§ **Given text**:

Shuna Island, Loch Linnhe, Argyll

Offers in Excess of £1,850,000

Property Description

Key features

  • Private Island
  • House - 7 beds, 3 receptions
  • Barn - consent for conversion
  • Trout loch & coastal fishing
  • 2 mainland cottages

Full description

Tenure: Freehold


Situation

Shuna Island is located in the southern reaches of Loch Linnhe on Scotland's west coast, to the north of the island of Lismore and north east of the Isle of Mull; the Morvern peninsula lies to the west. Access to the island is by private boat, with a five to 10 minute crossing from Linnhe Marine, which is accessed off the A828 Connel to Ballachulish road. Oban is 19 miles to the south and Fort William 27 miles to the north. Glasgow is 102 miles to the south by road.

Scotland's west coast, and in particular Loch Linnhe, is world famous for its spectacularly scenic sailing waters. Nearby Dunstaffnage Marina and Oban Marina on the Island of Kerrera both have first class facilities and are home to many fine sailing craft. The nearest village on the mainland is Port Appin which has a primary school and a village shop which provides essential provisions. It also has two very well respected seafood restaurants and is the terminal for the ferry to Lismore. Oban offers a good range of shops and professional services as well as secondary schooling and a railway station with regular services to Glasgow and London. A sleeper service runs from Fort William. Oban is also the ferry terminal to the Western Isles. There is a small airport at nearby North Connel and Glasgow International Airport has a wide range of domestic and international services.

Historical Note

The name Shuna is probably derived from the Norse, but may come from the Gaelic sidhean (fairy hill). Archaeologists have found evidence of early hunters being active on the island; antlers, flints, scrapers and shells were discovered in 1958 in a rock shelter on the west coast of the island.

§ **Data extract**:
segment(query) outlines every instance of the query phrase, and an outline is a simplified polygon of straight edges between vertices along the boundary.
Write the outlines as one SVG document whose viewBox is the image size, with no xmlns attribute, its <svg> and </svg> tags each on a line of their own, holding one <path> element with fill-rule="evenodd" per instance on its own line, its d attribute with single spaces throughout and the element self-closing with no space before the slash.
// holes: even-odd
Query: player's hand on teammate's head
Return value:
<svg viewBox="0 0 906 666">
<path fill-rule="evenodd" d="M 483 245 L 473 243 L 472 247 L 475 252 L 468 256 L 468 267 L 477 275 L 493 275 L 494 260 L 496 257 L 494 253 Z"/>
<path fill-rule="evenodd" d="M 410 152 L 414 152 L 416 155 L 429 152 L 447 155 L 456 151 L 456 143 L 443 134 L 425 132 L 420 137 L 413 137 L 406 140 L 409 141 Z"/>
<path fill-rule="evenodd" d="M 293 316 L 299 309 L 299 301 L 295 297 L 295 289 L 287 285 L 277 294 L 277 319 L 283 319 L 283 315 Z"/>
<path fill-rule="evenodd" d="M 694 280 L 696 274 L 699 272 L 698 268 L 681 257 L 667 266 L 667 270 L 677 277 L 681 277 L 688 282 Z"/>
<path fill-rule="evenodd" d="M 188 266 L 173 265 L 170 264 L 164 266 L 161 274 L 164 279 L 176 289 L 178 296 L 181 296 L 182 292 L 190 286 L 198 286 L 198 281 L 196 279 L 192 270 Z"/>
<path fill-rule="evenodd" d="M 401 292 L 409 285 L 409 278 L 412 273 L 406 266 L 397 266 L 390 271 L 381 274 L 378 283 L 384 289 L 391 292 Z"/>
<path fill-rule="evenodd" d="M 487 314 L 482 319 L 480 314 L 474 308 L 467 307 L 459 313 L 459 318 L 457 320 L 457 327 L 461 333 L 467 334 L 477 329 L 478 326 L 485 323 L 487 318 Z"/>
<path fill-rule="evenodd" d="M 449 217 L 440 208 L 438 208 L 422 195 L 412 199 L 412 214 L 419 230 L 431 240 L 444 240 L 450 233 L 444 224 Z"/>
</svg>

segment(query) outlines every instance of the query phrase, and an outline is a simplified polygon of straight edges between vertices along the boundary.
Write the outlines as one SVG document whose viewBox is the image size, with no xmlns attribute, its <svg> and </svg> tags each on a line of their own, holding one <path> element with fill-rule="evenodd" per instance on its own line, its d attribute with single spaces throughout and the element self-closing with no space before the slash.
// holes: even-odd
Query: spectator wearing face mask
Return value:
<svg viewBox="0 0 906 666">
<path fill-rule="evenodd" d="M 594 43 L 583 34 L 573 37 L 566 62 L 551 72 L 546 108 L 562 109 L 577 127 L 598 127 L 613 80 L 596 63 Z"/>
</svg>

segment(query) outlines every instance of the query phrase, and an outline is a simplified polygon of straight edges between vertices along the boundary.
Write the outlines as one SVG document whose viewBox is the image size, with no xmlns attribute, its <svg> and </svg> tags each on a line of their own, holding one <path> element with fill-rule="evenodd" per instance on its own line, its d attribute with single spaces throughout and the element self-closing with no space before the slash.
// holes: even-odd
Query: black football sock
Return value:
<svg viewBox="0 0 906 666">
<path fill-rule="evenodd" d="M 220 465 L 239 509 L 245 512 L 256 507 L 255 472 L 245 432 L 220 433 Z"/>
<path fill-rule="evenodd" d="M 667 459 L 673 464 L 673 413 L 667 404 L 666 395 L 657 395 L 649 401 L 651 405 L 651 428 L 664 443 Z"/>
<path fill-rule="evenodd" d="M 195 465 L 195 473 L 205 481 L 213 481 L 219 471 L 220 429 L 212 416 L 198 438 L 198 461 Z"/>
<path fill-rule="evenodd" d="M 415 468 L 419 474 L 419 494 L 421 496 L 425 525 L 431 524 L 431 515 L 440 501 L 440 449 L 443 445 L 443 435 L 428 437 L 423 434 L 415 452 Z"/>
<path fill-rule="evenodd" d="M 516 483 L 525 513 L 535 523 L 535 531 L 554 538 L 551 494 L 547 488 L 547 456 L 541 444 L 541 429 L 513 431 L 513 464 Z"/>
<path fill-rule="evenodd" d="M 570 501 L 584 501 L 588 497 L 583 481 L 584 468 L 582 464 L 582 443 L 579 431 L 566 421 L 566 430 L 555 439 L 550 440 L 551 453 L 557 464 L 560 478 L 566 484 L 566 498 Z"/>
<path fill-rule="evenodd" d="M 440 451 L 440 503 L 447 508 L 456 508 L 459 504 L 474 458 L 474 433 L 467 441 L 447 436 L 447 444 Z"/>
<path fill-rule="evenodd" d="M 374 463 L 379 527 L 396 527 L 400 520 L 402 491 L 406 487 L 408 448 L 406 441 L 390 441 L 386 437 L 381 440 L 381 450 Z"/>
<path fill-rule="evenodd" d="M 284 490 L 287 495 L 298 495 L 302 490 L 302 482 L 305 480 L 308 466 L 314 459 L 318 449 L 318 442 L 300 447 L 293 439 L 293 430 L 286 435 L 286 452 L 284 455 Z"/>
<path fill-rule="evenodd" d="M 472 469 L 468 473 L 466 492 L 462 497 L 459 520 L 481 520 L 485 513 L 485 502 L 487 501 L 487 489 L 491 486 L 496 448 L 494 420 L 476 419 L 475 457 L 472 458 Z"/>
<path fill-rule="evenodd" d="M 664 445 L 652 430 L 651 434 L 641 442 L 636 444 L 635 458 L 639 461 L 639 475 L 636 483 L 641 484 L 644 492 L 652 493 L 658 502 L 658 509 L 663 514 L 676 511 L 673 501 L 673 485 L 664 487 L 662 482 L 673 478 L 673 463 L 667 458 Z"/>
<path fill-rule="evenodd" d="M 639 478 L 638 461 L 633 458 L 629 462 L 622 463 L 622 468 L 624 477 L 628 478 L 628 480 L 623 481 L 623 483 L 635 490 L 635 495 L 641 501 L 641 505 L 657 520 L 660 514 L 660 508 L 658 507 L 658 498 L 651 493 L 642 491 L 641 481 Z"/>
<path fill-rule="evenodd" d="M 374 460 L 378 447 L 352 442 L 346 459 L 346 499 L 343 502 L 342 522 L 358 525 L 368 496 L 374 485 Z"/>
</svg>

--

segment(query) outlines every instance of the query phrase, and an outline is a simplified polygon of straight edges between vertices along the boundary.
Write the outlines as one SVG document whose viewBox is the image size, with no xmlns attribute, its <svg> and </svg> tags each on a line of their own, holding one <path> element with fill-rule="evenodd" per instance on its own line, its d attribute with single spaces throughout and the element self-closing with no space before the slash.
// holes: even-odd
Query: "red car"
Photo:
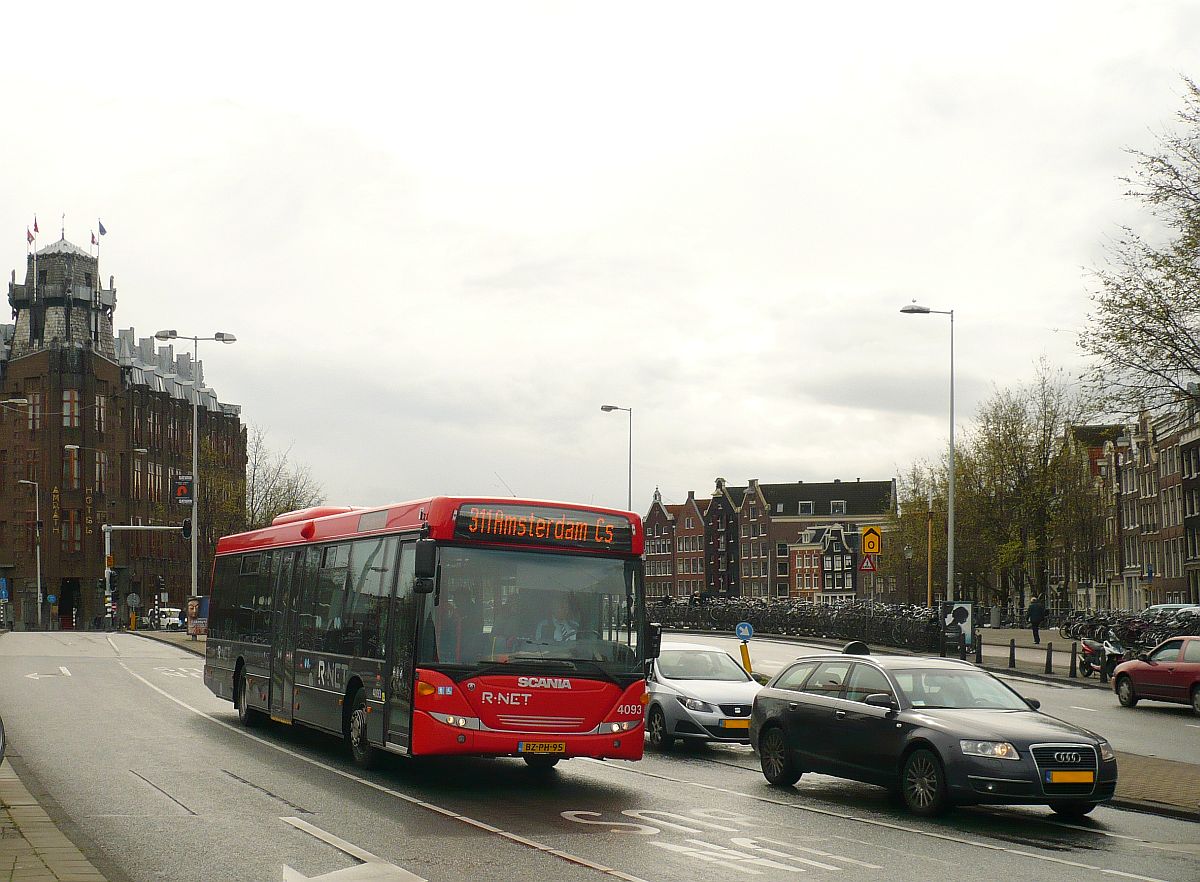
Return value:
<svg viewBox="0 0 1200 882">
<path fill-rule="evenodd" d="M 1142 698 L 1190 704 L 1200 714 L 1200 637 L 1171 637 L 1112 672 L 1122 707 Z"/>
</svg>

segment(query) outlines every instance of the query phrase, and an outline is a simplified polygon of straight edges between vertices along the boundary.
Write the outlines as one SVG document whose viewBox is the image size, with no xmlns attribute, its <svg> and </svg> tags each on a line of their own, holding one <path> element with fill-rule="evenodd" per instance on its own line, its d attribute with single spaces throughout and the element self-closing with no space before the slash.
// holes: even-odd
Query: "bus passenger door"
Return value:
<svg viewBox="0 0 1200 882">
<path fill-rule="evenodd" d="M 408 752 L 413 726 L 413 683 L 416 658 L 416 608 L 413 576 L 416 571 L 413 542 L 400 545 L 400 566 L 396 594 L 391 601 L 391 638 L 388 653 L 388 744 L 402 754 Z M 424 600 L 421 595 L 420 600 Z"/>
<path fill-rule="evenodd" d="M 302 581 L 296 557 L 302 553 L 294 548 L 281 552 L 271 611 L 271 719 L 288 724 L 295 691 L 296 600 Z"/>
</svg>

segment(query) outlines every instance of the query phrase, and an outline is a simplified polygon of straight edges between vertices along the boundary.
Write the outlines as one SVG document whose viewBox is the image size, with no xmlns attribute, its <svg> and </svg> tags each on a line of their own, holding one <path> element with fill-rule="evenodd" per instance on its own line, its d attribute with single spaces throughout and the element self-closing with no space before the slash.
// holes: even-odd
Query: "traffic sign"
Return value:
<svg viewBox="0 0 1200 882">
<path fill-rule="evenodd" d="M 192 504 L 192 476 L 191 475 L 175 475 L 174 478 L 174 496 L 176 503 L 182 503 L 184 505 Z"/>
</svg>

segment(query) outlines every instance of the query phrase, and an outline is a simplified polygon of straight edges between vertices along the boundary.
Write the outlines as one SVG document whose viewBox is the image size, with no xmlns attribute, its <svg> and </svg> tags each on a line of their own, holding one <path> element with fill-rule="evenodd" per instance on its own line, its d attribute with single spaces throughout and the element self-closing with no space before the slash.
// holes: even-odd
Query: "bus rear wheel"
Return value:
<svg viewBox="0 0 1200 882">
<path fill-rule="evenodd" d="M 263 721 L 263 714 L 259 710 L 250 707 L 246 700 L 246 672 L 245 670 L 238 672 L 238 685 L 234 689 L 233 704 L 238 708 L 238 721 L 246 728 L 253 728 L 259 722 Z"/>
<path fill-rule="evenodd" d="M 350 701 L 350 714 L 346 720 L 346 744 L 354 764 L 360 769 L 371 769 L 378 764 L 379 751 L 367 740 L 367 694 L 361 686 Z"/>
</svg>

§ **Work to do**:
(1) In the Shuna Island property listing, how long is the boat crossing from Linnhe Marine to the island?
(2) Proceed with the Shuna Island property listing, starting right after its final sentence.
The records were drawn from a separate source unrelated to the Shuna Island listing.

§ **Expected outputs**:
(1) Five to 10 minutes.

(2)
Shuna is recorded in a late 16th century document as belonging to John Stewart, the Laird of Appin, who is believed to have built a tower house, now known as Shuna Castle, at the southern end of the island in the last decade of that century. According to the historian Nigel Tranter it was built on the site of a Norse-Celtic broch. The castle is thought to have been abandoned in the late 18th century and was possibly replaced by the farmhouse, which dates from that period. Opposite Shuna Castle, at the head of Loch Laich, is the island fortress of Castle Stalker, also historically a possession of the Stewarts of Appin. The two castles stand guard at the southern entrance to the sheltered Sound of Shuna.

The land has been cultivated for centuries, and in a document of about 1630 it was described as being both profitable and fertile:

There is a verie prettie toure or Castell in that Countrie of Appin not farr from this stone builded on a rock or craig in the sea. This Castle is called Illand Stalker ... There is another Illand not ane quarter of a myll from the Castle pertaining to the Laird of Appin, which is called IONA (sic). This Illand is scarce ane myle of length and not ane half myll in breadth. It is the most profitable and fertilest in all these Countries, for it is but sex merks lands contenit, and it is verie fertill of Corne and abundance of butter and cheese and milk ; and fish to be slaine in the sea next to this Illand.
(Macfarlane's Geographical Collection Volume II pub. Scottish History Society 1907).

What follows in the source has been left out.